Reproduce verbatim the lines of the material below, starting at the line containing "Can you find the pile" and ending at the line containing "Query: pile of purple flowers", both included.

**** GIVEN DATA

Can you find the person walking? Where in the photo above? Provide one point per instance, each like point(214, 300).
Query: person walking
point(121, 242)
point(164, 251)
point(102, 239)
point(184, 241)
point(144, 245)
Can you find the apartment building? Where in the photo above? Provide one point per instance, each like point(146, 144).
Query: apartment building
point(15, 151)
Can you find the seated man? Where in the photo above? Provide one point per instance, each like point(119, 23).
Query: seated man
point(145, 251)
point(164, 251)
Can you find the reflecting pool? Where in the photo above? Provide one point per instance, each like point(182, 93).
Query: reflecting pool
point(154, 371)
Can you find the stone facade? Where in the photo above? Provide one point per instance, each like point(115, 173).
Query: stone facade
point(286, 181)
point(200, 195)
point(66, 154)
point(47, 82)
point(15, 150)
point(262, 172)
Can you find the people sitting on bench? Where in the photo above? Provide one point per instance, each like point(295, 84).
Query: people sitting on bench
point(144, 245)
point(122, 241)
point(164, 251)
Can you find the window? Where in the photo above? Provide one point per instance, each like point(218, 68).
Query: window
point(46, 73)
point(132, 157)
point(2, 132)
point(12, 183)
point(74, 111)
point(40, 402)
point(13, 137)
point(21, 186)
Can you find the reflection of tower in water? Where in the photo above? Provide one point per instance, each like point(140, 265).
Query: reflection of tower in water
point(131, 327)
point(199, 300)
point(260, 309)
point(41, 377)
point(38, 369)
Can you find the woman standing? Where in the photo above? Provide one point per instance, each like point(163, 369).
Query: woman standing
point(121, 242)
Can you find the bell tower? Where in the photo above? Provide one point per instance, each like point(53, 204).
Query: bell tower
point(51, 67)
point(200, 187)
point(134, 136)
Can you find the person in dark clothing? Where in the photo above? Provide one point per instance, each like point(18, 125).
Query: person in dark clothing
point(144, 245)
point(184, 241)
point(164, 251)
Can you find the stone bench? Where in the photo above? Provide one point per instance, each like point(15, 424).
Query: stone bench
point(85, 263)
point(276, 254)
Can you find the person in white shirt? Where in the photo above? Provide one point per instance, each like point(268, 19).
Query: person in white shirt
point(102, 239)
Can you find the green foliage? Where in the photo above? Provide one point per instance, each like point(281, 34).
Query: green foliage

********
**** GIVEN DATA

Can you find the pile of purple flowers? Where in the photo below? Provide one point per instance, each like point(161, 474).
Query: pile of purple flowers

********

## [PROBLEM SOLUTION]
Can you find the pile of purple flowers? Where in the photo below? Provide one point per instance, each like point(161, 474).
Query: pile of purple flowers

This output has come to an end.